- _Task to carry out_: Only lines containing the word "cloud" are needed; pull them out of the material.
--- Data excerpts Enclosed Below ---
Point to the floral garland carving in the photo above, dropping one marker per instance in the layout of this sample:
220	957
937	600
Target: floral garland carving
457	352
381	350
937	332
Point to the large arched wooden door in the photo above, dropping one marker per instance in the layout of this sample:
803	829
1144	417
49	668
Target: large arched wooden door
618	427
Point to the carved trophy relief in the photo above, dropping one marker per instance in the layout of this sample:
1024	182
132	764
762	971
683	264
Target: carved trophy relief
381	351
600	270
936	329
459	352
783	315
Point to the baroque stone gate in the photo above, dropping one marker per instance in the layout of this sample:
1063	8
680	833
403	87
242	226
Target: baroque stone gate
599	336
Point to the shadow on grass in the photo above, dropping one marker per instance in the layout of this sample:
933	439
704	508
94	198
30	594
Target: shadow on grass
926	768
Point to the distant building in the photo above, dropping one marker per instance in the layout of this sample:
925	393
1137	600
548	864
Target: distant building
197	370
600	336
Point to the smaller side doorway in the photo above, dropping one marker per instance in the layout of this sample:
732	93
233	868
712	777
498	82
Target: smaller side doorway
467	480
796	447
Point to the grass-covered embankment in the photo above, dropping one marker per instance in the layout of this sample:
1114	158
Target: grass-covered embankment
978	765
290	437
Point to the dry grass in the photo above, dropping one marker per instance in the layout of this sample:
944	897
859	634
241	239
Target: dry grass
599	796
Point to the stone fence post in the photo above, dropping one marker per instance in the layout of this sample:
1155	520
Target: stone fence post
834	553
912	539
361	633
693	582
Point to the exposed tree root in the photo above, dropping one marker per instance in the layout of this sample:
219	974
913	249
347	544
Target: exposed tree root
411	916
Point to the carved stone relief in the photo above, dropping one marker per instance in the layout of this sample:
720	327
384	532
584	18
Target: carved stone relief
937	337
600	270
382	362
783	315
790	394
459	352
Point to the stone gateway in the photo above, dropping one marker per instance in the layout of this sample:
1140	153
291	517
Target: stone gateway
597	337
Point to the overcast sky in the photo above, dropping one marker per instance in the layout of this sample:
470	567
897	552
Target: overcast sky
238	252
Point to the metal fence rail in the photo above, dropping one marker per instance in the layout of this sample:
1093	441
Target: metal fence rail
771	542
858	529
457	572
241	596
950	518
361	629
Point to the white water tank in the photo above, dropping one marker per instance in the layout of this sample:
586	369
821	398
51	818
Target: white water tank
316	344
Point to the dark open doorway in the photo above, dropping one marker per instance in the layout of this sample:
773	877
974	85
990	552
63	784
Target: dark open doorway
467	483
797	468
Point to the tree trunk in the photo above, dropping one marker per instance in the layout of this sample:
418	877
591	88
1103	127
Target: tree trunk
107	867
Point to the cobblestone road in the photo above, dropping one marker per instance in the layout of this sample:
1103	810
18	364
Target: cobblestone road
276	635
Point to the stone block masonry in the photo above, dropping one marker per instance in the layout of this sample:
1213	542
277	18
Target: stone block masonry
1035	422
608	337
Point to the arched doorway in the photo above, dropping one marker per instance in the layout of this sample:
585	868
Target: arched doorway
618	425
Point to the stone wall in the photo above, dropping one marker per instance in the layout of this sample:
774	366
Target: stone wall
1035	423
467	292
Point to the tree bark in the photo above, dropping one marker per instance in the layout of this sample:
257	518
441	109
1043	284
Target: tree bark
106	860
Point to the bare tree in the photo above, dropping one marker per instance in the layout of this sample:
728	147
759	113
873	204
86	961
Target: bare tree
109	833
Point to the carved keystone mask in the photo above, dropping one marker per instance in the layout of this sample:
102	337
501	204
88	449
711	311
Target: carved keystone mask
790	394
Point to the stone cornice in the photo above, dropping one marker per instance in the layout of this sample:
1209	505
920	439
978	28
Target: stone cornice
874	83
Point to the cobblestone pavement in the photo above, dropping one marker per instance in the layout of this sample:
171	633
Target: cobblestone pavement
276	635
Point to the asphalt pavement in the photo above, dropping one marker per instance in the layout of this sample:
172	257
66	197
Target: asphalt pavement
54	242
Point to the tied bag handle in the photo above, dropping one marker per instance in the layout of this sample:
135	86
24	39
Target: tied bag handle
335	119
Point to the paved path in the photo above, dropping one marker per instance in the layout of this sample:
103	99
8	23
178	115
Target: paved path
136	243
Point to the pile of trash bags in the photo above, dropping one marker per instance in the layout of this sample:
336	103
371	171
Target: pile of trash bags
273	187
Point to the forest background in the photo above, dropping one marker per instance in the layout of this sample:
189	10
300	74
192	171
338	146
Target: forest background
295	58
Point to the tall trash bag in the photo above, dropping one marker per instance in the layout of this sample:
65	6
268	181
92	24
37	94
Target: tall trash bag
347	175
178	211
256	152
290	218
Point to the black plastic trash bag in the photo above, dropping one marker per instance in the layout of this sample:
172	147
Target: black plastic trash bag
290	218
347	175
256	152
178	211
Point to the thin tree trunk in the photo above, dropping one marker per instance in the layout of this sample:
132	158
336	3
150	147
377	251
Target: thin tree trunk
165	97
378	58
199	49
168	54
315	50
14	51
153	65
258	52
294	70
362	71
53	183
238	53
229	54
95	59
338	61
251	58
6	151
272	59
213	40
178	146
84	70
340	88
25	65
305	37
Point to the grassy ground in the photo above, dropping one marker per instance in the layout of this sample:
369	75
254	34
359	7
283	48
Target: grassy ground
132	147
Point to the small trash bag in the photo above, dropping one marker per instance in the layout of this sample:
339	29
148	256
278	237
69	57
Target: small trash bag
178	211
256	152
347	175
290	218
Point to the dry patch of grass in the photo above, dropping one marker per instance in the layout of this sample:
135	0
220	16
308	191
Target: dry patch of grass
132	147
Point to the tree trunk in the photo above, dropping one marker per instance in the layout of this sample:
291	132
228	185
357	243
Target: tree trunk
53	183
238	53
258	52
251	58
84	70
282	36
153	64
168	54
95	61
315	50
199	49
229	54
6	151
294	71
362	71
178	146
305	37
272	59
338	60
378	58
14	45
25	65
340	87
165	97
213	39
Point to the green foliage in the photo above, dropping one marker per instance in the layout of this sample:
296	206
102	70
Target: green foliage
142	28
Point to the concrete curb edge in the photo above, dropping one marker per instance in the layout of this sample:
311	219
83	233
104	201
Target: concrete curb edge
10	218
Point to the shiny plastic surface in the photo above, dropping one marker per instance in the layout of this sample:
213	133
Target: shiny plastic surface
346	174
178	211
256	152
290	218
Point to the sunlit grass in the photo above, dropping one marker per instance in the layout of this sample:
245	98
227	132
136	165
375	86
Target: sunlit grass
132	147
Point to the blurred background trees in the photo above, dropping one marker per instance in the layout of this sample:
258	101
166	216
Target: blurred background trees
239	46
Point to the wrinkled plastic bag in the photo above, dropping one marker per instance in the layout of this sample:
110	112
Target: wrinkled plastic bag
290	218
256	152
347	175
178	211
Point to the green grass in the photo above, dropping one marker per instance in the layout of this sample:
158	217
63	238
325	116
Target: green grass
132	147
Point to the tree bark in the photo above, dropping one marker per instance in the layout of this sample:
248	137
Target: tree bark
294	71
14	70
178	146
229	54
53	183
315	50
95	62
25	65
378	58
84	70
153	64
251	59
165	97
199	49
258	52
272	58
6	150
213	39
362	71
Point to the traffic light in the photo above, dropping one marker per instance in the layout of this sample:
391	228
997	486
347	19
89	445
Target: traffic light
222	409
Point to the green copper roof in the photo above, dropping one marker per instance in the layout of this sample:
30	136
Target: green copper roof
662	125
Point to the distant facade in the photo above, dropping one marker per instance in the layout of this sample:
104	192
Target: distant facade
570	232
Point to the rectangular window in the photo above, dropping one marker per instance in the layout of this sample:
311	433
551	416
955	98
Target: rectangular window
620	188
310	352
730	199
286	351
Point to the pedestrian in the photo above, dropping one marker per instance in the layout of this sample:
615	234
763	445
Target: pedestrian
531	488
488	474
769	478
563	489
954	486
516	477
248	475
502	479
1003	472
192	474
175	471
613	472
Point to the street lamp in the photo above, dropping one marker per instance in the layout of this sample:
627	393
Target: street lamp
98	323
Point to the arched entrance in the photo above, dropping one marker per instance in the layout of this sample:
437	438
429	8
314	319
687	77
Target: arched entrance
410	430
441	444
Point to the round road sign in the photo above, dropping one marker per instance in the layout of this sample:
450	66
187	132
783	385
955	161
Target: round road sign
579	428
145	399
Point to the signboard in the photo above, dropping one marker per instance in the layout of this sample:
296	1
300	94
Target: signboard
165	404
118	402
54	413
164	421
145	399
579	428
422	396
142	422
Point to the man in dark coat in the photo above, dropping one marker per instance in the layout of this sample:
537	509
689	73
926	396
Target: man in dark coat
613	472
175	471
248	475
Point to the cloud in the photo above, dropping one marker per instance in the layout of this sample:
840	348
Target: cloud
--- End of Enclosed Data excerpts ---
- _Finished task_:
Point to the cloud in the photo above, dropping one marker per instance in the layout of this sample:
Target: cloud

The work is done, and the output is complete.